START Available data

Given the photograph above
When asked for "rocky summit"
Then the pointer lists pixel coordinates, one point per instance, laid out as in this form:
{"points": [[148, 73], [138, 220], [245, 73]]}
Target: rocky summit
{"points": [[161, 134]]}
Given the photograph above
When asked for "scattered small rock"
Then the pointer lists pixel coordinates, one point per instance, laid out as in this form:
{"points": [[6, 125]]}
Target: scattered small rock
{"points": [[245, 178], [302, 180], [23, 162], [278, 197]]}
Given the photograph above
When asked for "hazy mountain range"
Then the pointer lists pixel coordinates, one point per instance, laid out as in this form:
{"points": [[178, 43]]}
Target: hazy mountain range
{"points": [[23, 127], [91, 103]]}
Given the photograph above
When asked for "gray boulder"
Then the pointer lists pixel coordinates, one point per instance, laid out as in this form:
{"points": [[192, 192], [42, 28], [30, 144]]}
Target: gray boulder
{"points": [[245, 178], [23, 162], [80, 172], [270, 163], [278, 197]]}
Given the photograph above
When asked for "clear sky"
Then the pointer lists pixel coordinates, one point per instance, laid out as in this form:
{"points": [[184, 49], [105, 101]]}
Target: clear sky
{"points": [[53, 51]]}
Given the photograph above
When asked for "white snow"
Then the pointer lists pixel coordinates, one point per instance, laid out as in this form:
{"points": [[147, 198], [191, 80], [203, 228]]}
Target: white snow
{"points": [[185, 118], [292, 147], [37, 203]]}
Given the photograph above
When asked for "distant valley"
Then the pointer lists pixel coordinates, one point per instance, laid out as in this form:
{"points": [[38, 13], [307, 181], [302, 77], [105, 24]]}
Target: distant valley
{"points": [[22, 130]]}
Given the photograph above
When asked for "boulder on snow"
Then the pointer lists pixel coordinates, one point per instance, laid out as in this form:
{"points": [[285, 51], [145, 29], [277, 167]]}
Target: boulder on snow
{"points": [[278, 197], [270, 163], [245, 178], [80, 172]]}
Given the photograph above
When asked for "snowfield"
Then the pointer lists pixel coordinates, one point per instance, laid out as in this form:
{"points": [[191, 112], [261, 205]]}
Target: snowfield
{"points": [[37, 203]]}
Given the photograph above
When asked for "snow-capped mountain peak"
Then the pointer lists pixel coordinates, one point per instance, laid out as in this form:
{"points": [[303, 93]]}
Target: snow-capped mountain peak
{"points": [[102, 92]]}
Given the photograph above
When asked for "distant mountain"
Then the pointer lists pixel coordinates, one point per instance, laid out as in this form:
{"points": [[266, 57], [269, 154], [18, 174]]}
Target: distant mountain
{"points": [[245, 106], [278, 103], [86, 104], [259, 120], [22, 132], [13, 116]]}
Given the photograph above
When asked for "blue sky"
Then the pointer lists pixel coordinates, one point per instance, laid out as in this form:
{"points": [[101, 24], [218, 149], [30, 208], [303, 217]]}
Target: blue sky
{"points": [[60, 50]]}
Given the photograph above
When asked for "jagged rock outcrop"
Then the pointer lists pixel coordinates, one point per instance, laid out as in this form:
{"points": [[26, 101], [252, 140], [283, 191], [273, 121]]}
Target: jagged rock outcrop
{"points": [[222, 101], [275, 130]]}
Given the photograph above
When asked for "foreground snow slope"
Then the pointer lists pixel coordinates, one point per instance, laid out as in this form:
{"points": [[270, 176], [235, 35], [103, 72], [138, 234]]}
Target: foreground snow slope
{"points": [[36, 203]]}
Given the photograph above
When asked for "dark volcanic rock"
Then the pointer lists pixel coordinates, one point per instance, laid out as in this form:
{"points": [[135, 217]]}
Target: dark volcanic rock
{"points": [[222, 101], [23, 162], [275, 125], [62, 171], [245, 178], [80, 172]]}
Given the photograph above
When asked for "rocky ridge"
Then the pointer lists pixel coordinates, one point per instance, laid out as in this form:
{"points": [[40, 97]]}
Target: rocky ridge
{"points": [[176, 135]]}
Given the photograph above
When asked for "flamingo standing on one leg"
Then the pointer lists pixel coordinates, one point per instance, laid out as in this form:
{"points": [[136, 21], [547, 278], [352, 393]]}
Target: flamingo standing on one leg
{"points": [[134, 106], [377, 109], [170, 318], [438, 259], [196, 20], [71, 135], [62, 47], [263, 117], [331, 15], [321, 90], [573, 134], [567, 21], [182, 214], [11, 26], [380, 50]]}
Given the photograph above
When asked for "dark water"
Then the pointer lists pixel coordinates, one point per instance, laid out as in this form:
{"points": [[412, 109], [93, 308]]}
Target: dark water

END Available data

* What needs to be done
From the first line to the last, restate the data above exactly.

* Task output
Given the photograph above
When asked for "rocky summit"
Then the pointer lists pixel coordinates, one point per instance, laid out as in this form:
{"points": [[148, 73], [138, 220], [245, 73]]}
Target: rocky summit
{"points": [[161, 134]]}
Given the photograph above
When asked for "scattered small rock"
Then the pointer lists pixel coordinates, one point per instance, laid out as in this form:
{"points": [[6, 125]]}
Target: scattered small rock
{"points": [[245, 178], [302, 180], [23, 162], [278, 197]]}
Given the photograph above
When asked for "hazy mountain range"
Then the pointer lists pixel coordinates, one point per instance, laid out as in this form:
{"points": [[178, 43]]}
Target: hazy mountain range
{"points": [[23, 127], [91, 103]]}
Given the photograph above
When asked for "gray boulder"
Then the pointer lists pixel coordinates, one point per instance, laid out as in this form:
{"points": [[192, 192], [42, 28], [30, 144]]}
Target: gray boulder
{"points": [[245, 178], [23, 162], [80, 172], [270, 163], [278, 197]]}
Given the photograph above
When asked for "clear sky"
Then the pointer lists pixel coordinates, one point per instance, laid out as in this form:
{"points": [[184, 49], [105, 101]]}
Target: clear sky
{"points": [[53, 51]]}
Given the photograph above
When asked for "white snow"
Then the pointer lists pixel coordinates, one point per instance, laid out as in this form:
{"points": [[147, 198], [191, 80], [203, 228]]}
Target: white snow
{"points": [[185, 118], [292, 147], [37, 203]]}
Given the photograph above
When asked for "distant valley"
Then the pointer lists pixel coordinates, one point per instance, laid out as in this form:
{"points": [[38, 13], [307, 181], [302, 77], [105, 24]]}
Target: distant valley
{"points": [[22, 130]]}
Given the photograph above
When asked for "boulder on snow"
Then the pointer lists pixel coordinates, one point per instance, laid out as in this form:
{"points": [[285, 51], [145, 29], [277, 167]]}
Target: boulder on snow
{"points": [[278, 197], [270, 163], [245, 178], [80, 172]]}
Given the photograph above
When asked for "snowfield"
Then the pointer lists pixel coordinates, one point per instance, laid out as in this form:
{"points": [[191, 112], [261, 205]]}
Target: snowfield
{"points": [[37, 203]]}
Given the photograph above
When asked for "snow-capped mountain peak"
Then the pointer lists pixel coordinates, one point per instance, laid out as in this form:
{"points": [[303, 93]]}
Target: snow-capped mountain peak
{"points": [[102, 92]]}
Given the photograph above
When asked for "distant mountain"
Then the pointer lists pixel coordinates, one point per instance, laid out as in this form:
{"points": [[266, 57], [269, 154], [18, 174]]}
Target: distant mountain
{"points": [[245, 106], [278, 103], [86, 104], [259, 120], [22, 132], [13, 116]]}
Given the photograph above
When asked for "blue sky"
Then the pointer lists pixel coordinates, one point per instance, laid out as in this form:
{"points": [[101, 24], [218, 149], [30, 208], [303, 217]]}
Target: blue sky
{"points": [[60, 50]]}
Given the photograph above
When asked for "jagged rock outcrop"
Then the pointer lists pixel coordinates, one point per instance, laid out as in this form:
{"points": [[26, 101], [252, 140], [283, 191], [273, 121]]}
Target: jagged rock outcrop
{"points": [[222, 101], [275, 130]]}
Given the photograph above
When asked for "foreground snow slope"
Then the pointer lists pixel coordinates, one point per instance, laid out as in this form:
{"points": [[270, 176], [235, 35], [103, 72], [138, 234]]}
Target: foreground snow slope
{"points": [[36, 203]]}
Given the photograph above
When asked for "dark volcanic rock"
Then the pointer lists pixel coordinates, one point per instance, laid out as in this form:
{"points": [[135, 217]]}
Target: dark volcanic rock
{"points": [[222, 101], [23, 162], [275, 125], [62, 171], [245, 178], [80, 172]]}
Given the photograph above
When asked for "rocky ridge"
Then the pointer lists pixel coordinates, one point per instance, laid out as in this form:
{"points": [[40, 97]]}
Target: rocky ridge
{"points": [[176, 135]]}
Given the photograph above
When asked for "flamingo standing on one leg"
Then the pointer lists pixel coordinates, one point per instance, laid out as in this form:
{"points": [[136, 21], [547, 278], [352, 393]]}
Target: flamingo standing on one leg
{"points": [[134, 106], [377, 109], [170, 318], [438, 259], [196, 20], [71, 135], [62, 47], [263, 117], [331, 15], [321, 90], [573, 134], [567, 21], [182, 214], [11, 26], [380, 50]]}
Given the photograph above
When asked for "dark water"
Then the pointer lists pixel coordinates, one point per instance, laid out as in this form:
{"points": [[412, 109], [93, 308]]}
Target: dark water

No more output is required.